Gather every line below that contains the word "flag" and copy each one in full.
═══ Available data ═══
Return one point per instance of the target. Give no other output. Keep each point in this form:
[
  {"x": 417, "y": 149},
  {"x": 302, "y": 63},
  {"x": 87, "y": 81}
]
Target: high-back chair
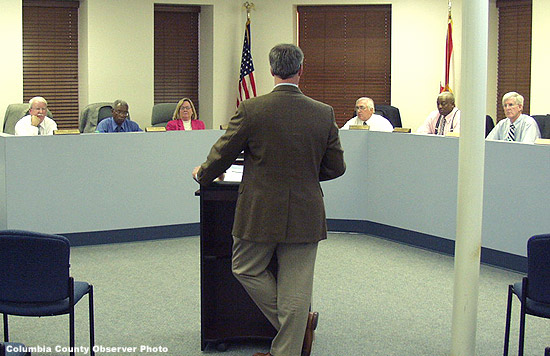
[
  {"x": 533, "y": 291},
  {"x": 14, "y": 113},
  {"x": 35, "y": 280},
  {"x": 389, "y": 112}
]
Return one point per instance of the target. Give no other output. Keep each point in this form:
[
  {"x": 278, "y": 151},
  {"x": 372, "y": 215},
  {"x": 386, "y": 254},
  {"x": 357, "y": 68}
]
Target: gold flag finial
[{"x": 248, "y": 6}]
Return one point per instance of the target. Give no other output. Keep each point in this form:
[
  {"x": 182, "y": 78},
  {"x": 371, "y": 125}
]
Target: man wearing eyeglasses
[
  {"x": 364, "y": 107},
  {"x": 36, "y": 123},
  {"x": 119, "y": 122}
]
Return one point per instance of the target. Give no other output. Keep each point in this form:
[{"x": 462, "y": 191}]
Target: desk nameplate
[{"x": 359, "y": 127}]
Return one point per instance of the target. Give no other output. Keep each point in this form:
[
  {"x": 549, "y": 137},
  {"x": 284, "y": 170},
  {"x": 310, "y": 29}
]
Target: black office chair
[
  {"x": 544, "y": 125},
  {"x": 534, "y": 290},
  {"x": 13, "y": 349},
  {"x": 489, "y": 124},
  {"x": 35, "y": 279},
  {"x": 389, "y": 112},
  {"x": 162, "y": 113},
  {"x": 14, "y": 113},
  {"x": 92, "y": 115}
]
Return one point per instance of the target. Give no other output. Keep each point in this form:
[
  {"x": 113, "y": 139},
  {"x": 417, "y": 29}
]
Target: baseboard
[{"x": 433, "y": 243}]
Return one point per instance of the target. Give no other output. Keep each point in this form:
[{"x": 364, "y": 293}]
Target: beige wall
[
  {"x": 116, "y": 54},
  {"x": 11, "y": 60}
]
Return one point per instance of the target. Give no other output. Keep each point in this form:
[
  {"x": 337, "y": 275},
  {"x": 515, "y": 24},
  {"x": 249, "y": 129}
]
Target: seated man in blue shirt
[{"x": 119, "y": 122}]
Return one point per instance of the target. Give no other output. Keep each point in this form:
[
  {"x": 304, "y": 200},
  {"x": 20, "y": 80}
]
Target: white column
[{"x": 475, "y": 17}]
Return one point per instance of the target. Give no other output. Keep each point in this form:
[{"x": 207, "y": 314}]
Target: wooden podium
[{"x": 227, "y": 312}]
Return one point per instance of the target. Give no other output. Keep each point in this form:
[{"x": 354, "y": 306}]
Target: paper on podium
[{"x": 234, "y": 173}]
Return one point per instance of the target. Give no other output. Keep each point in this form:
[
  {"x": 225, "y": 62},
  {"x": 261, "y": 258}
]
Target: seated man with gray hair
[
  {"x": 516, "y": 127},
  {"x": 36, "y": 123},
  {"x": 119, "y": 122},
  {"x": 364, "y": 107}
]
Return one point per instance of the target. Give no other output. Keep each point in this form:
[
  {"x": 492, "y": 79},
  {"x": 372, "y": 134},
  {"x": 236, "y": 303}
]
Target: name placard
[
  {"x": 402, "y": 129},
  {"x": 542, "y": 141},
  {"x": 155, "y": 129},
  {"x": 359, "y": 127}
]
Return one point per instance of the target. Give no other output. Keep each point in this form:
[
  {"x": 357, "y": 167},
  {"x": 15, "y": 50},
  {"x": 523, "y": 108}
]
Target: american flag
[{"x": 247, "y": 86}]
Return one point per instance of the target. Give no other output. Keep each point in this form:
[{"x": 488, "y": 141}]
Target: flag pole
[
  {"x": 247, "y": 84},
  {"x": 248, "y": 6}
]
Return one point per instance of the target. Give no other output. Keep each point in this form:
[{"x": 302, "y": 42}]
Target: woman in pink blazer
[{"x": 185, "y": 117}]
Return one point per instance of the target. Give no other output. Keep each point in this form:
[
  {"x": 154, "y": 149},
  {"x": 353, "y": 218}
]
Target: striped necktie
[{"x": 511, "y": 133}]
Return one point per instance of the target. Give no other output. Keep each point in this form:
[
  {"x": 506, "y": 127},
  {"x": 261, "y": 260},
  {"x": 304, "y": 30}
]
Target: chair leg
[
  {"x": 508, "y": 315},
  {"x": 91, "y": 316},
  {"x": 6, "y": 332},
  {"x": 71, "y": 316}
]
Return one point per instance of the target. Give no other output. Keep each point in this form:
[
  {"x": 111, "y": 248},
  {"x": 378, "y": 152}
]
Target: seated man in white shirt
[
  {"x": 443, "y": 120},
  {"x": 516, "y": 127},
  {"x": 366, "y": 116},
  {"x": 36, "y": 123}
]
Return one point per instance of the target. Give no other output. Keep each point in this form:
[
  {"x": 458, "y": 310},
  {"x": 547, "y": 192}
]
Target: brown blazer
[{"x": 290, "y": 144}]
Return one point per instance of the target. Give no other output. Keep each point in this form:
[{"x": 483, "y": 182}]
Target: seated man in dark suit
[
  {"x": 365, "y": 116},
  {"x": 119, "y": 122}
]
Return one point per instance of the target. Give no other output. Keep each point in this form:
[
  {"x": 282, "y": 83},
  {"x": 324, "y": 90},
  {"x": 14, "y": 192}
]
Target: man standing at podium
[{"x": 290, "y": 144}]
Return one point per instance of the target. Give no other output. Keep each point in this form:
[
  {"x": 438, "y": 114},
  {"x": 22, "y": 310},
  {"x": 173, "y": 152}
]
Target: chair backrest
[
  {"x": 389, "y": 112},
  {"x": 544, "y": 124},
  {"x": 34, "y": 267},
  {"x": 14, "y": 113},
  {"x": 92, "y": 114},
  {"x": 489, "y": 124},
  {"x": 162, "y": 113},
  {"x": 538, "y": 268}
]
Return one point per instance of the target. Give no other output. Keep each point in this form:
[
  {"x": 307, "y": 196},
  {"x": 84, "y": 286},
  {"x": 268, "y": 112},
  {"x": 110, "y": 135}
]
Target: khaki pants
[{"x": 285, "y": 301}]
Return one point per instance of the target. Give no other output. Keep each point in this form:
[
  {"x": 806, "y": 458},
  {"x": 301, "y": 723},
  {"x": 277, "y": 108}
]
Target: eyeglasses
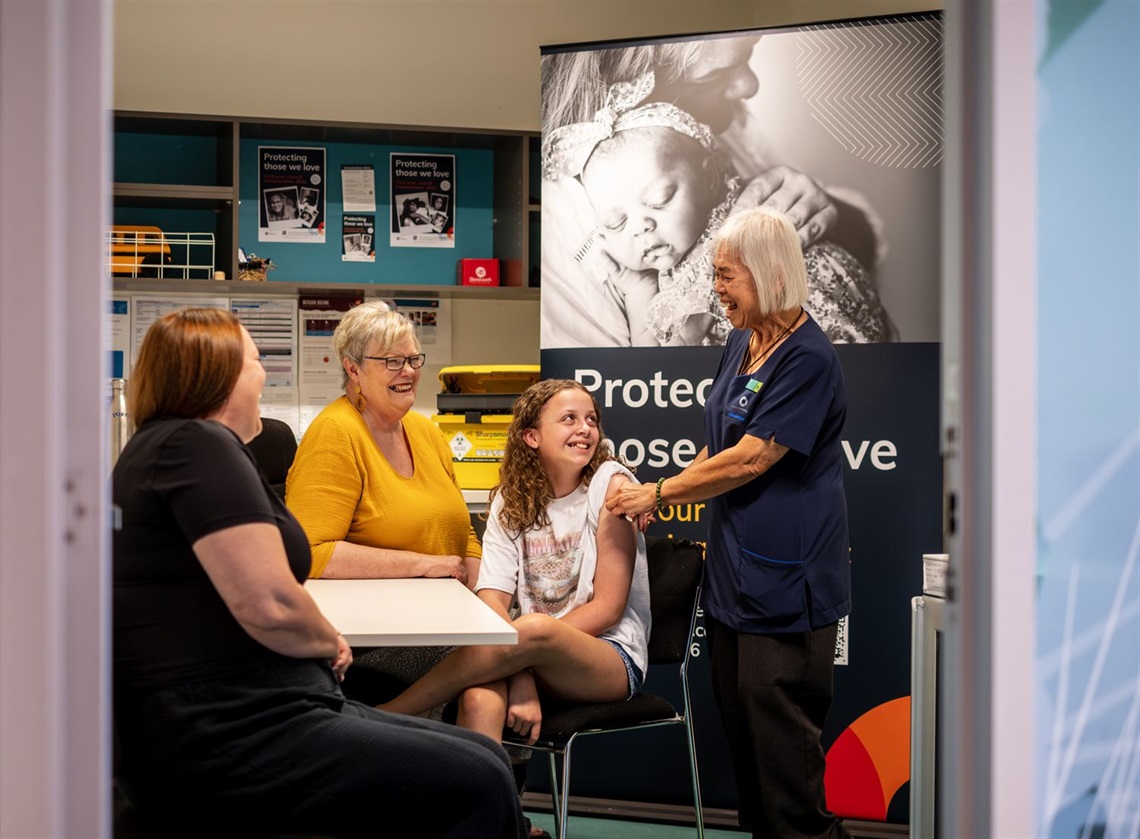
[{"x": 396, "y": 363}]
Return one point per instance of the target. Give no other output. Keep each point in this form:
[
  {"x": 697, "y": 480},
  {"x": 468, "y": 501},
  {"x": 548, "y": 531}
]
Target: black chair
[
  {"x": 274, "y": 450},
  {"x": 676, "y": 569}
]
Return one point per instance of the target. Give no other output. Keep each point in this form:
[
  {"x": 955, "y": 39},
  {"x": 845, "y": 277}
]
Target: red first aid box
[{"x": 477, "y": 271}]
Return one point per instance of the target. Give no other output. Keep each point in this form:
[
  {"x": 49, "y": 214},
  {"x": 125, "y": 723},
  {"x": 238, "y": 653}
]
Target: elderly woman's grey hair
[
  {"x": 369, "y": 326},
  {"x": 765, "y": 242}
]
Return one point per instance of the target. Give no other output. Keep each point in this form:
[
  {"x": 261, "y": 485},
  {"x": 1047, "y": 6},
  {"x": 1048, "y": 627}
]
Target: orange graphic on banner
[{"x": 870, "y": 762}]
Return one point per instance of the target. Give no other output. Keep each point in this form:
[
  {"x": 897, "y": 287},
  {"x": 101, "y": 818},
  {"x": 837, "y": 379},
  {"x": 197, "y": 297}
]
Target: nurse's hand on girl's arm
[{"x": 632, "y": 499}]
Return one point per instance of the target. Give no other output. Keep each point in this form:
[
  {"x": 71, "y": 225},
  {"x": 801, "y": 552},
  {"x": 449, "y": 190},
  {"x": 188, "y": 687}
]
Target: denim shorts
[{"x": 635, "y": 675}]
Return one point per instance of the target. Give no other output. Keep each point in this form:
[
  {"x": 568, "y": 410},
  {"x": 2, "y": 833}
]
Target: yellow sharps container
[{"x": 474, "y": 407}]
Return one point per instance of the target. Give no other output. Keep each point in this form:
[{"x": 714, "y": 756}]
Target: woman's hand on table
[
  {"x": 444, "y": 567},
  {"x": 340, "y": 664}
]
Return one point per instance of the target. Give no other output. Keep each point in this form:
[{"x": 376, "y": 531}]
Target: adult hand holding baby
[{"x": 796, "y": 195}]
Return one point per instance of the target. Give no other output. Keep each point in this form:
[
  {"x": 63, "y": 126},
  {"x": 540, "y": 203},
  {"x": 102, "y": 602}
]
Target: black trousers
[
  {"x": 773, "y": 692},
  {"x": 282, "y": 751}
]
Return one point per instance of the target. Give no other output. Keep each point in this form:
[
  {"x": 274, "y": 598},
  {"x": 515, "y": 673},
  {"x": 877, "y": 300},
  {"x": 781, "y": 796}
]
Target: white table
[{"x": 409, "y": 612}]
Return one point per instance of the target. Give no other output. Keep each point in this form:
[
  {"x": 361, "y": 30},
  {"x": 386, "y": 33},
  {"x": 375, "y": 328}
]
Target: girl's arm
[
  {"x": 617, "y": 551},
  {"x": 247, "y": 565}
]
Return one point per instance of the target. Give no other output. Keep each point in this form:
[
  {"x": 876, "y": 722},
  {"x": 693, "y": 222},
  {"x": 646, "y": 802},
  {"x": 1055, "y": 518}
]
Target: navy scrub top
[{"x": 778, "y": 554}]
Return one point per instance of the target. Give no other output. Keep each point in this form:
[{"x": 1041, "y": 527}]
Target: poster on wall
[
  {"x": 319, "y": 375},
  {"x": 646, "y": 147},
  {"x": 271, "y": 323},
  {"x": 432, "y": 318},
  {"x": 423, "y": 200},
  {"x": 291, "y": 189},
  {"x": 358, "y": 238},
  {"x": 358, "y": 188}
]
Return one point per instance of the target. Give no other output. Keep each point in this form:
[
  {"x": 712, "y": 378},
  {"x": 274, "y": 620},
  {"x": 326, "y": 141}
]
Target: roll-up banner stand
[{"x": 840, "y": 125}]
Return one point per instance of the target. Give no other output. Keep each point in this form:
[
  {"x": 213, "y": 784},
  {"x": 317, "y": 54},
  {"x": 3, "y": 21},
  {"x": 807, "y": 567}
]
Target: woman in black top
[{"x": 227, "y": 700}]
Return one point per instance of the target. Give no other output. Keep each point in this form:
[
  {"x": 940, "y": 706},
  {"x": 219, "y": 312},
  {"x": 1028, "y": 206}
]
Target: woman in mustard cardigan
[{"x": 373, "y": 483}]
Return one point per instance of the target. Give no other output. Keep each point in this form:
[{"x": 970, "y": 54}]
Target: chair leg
═══
◆ **Problem solution**:
Target: gold flag finial
Target: american flag
Target: flag pole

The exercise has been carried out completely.